-- TASK DIRECTIONS --
Go through the data and report each line that holds the string "shrub".

(Referring expression pointing data)
==============================

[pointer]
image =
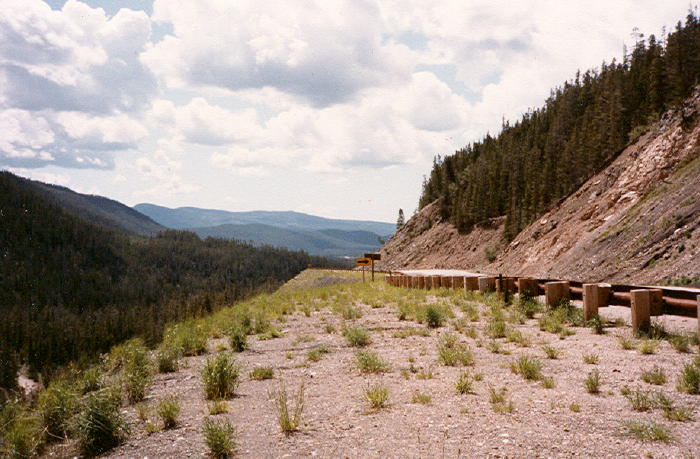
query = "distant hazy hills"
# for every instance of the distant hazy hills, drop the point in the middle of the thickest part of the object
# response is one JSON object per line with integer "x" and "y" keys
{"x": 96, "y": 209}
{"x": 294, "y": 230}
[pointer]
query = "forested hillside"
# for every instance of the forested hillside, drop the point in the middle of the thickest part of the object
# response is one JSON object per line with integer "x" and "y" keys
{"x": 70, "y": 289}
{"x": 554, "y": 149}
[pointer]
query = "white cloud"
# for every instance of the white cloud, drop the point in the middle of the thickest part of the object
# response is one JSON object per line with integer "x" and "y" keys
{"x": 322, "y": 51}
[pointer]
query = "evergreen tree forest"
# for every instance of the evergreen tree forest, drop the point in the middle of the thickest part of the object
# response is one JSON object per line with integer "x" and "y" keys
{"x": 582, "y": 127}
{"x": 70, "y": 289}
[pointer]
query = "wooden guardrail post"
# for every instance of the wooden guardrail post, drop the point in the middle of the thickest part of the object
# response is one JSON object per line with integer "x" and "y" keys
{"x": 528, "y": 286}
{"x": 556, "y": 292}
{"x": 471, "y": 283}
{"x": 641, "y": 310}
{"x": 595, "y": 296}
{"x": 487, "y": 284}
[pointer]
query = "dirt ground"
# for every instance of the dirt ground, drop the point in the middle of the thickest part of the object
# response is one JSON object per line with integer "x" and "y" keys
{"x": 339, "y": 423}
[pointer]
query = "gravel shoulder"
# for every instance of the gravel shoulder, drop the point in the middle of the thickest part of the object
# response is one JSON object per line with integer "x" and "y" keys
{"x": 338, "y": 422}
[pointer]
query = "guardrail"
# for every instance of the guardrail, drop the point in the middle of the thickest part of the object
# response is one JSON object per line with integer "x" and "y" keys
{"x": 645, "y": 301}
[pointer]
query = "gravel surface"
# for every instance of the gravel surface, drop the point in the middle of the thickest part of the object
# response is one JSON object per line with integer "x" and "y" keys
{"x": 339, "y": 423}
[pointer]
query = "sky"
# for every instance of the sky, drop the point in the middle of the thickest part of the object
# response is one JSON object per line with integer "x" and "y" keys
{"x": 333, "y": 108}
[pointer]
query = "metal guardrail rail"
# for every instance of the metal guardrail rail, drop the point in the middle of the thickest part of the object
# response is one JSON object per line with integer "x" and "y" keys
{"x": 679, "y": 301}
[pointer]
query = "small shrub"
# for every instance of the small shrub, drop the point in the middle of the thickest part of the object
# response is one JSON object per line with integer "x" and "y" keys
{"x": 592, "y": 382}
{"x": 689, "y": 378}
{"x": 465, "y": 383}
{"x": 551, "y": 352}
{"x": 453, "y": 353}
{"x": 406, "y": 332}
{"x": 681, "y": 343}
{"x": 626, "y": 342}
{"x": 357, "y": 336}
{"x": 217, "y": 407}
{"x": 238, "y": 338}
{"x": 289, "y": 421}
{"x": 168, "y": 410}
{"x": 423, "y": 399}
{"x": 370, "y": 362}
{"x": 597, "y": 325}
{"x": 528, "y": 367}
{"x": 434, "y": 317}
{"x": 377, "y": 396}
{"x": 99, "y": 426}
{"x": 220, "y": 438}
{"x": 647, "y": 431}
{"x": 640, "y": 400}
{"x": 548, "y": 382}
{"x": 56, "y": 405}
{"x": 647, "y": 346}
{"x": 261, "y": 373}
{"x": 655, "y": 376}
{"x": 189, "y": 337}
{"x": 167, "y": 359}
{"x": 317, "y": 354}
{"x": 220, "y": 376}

==============================

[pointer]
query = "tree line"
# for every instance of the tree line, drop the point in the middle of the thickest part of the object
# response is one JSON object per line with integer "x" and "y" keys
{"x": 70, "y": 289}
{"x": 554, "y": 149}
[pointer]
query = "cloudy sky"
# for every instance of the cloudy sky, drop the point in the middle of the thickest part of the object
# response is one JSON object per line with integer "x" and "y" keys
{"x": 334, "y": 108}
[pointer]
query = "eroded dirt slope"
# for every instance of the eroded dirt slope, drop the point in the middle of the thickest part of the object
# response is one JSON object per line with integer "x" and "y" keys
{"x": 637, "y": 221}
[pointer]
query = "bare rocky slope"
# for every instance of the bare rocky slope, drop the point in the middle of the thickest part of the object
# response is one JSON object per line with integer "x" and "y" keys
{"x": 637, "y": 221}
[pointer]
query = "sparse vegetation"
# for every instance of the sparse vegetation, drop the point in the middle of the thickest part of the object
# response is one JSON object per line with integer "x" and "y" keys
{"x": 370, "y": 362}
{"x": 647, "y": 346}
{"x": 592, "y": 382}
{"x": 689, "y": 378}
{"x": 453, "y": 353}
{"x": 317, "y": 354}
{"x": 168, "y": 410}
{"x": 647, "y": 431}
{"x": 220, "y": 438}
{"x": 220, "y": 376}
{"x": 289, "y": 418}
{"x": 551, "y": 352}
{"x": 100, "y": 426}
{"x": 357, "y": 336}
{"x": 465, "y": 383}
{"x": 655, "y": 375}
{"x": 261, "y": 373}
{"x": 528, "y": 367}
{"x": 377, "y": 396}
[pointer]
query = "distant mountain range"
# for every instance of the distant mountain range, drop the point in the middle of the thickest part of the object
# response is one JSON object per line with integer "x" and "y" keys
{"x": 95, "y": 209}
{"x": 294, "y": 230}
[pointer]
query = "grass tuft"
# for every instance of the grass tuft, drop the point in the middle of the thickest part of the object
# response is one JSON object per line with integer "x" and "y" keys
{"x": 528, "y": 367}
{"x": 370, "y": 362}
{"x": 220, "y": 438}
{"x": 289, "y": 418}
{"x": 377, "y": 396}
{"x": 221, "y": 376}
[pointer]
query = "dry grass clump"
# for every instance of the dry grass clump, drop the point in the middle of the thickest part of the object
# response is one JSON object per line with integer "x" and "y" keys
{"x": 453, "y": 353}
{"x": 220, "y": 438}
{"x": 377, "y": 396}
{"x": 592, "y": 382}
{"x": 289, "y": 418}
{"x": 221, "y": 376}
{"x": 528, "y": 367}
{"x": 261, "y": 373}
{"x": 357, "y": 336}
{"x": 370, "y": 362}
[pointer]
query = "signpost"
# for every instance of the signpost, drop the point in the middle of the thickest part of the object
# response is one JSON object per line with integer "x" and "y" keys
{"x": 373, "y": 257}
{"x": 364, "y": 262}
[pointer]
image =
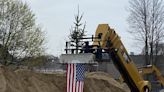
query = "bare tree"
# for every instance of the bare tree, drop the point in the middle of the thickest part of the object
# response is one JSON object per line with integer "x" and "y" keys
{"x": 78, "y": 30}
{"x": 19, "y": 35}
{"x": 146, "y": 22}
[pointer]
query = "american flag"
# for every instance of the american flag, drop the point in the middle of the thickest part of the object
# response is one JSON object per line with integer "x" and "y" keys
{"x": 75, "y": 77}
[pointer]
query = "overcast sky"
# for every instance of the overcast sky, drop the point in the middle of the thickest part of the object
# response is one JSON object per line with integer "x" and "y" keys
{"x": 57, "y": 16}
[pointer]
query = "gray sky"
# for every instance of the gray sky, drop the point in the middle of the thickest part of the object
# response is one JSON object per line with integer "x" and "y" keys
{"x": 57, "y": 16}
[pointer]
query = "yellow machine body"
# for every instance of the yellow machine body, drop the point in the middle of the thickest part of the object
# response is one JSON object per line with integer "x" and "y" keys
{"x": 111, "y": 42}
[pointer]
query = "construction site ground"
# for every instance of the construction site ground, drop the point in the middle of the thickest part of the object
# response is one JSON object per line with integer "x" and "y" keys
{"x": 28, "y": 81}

==============================

-- WRITTEN RESPONSE --
query = "small shrub"
# for every instance of the small shrub, drop the point in the middle of the thickest part of the object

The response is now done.